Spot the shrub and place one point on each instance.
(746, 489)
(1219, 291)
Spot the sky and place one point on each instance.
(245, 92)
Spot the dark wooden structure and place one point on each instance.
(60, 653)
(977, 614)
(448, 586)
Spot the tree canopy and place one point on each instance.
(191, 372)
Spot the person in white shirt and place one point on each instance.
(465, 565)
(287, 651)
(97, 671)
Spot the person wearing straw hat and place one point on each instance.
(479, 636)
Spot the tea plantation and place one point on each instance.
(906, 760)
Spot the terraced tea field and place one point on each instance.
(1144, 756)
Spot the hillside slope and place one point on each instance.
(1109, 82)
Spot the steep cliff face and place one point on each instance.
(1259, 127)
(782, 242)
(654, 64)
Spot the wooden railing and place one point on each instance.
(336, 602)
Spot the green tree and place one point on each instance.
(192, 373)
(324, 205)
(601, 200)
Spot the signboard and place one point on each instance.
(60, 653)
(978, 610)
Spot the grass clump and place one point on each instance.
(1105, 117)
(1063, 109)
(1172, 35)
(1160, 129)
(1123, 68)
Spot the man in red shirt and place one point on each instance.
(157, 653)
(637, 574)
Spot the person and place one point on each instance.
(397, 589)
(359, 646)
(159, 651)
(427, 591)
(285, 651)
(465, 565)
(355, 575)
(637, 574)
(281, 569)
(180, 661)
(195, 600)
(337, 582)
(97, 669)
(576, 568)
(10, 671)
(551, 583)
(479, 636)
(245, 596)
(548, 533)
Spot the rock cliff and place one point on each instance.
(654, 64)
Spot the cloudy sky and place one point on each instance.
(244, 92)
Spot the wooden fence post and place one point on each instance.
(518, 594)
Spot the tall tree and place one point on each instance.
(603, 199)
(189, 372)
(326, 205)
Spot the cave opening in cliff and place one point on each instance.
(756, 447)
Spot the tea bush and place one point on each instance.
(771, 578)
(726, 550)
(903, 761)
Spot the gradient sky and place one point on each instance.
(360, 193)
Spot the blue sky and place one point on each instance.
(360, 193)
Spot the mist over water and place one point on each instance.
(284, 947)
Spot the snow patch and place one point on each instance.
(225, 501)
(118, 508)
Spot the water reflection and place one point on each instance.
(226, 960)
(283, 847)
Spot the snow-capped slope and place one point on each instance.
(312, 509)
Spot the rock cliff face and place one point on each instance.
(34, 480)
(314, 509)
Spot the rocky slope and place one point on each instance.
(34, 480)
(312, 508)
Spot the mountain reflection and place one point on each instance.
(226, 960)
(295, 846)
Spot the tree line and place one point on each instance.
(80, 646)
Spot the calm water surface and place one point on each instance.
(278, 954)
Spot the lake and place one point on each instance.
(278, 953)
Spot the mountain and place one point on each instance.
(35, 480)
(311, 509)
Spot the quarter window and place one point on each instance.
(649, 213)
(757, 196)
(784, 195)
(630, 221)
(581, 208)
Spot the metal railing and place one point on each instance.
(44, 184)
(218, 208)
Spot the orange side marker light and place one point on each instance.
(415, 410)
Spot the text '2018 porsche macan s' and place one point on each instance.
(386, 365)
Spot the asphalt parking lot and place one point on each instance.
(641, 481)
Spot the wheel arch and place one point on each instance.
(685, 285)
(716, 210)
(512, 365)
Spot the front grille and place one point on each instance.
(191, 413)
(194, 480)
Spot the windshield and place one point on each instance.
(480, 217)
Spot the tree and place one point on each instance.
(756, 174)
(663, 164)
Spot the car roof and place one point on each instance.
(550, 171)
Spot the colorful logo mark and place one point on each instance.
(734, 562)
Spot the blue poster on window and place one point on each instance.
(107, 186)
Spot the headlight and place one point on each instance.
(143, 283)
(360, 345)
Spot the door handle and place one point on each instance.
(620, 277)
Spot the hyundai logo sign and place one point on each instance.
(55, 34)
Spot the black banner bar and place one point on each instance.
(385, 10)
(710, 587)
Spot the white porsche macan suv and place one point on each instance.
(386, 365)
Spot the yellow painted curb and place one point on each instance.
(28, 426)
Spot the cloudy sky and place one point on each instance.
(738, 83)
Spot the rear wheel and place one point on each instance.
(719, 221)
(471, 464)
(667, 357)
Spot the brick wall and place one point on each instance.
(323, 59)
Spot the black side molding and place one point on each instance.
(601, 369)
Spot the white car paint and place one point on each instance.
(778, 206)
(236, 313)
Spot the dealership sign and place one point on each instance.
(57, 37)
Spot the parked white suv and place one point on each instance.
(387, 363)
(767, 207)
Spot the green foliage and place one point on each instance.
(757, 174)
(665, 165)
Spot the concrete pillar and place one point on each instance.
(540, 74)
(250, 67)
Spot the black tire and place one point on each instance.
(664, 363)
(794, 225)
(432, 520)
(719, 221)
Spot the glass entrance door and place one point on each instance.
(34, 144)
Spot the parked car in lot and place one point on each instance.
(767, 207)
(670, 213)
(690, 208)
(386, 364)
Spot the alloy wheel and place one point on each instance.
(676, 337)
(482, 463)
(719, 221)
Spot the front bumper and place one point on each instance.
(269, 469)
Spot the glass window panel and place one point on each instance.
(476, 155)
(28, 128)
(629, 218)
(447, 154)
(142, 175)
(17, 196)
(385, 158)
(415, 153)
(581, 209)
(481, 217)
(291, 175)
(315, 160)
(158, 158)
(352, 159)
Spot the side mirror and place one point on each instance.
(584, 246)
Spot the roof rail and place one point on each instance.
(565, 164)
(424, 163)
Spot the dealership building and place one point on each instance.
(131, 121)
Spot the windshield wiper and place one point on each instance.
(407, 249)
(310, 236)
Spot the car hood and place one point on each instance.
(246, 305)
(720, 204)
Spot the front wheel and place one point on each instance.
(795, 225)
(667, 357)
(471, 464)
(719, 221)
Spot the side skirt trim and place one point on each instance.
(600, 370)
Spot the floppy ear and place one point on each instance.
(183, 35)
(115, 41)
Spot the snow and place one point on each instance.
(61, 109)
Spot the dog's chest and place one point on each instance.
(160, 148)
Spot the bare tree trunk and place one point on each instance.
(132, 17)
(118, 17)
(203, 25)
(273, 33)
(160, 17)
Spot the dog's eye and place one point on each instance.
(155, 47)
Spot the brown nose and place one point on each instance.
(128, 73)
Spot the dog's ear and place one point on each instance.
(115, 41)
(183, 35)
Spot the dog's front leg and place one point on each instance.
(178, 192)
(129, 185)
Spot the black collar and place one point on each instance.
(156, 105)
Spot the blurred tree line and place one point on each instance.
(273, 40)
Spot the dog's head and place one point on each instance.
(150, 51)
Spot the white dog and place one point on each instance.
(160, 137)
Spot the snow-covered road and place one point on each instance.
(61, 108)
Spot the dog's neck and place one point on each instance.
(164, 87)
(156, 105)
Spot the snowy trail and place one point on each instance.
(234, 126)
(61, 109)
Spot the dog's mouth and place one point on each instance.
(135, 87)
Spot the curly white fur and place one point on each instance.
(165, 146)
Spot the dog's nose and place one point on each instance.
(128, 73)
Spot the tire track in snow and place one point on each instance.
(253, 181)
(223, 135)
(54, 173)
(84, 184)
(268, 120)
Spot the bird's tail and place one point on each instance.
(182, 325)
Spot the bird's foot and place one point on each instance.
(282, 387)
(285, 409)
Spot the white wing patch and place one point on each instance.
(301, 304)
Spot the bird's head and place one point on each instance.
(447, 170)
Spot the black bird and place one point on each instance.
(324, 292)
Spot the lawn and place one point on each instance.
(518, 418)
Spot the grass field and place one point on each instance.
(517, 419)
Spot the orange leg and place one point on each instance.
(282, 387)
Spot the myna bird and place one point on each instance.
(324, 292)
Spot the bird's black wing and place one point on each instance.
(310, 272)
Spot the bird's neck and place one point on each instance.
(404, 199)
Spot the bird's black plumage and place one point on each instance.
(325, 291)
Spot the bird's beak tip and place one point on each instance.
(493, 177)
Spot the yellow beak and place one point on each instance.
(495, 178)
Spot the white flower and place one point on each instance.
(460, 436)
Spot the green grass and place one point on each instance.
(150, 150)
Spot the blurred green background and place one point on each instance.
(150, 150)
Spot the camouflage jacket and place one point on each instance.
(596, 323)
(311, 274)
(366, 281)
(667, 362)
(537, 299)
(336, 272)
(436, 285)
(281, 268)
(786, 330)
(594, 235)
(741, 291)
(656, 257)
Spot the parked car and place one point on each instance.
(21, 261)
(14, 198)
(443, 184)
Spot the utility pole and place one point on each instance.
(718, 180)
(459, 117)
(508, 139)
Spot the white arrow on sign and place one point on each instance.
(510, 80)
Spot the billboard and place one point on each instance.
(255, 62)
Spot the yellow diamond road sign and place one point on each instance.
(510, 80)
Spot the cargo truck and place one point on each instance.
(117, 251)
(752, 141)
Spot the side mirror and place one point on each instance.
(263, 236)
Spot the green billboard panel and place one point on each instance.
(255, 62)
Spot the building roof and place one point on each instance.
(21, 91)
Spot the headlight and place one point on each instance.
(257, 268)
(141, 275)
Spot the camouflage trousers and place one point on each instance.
════
Reproduce the entries from the line containing "Spot the myna" through the end of the entries, replacing "billboard" with "hoarding" and keeping everything else the same.

■ CORRECT ANSWER ■
Spot the myna bird and place one point on each instance.
(324, 292)
Spot the bird's black wing and place one point on each instance.
(310, 272)
Spot the bird's neck and place one point on each instance.
(404, 199)
Spot the bird's black plumage and place one point on each instance.
(325, 291)
Spot the bird's beak tip and place one point on each instance.
(493, 177)
Spot the yellow beak and place one point on each instance.
(495, 178)
Spot the white flower and place one point on each instance.
(460, 436)
Spot the green grass and place one point on each instance.
(150, 150)
Spot the blurred green background and place one point on each instance.
(150, 150)
Spot the camouflage jacket and place one point on each instance.
(596, 323)
(311, 274)
(366, 281)
(667, 362)
(537, 299)
(336, 272)
(436, 285)
(281, 268)
(786, 330)
(594, 235)
(741, 291)
(656, 257)
Spot the parked car and place one point on each instance.
(21, 261)
(14, 198)
(443, 184)
Spot the utility pole and place one point on each instance.
(718, 180)
(459, 117)
(508, 139)
Spot the white arrow on sign and place one point on each instance.
(510, 80)
Spot the hoarding and place one point on each instance.
(255, 62)
Spot the yellow diamond road sign and place one point on each instance.
(510, 80)
Spot the cargo truck and place one point on each instance.
(117, 251)
(752, 141)
Spot the side mirror and place one point on each instance.
(263, 236)
Spot the green hoarding panel and place one point on each instance.
(255, 62)
Spot the building roof and place one point on each instance.
(21, 91)
Spot the headlight and place one point on each instance.
(257, 268)
(141, 275)
Spot the camouflage trousers and place one point on each instance.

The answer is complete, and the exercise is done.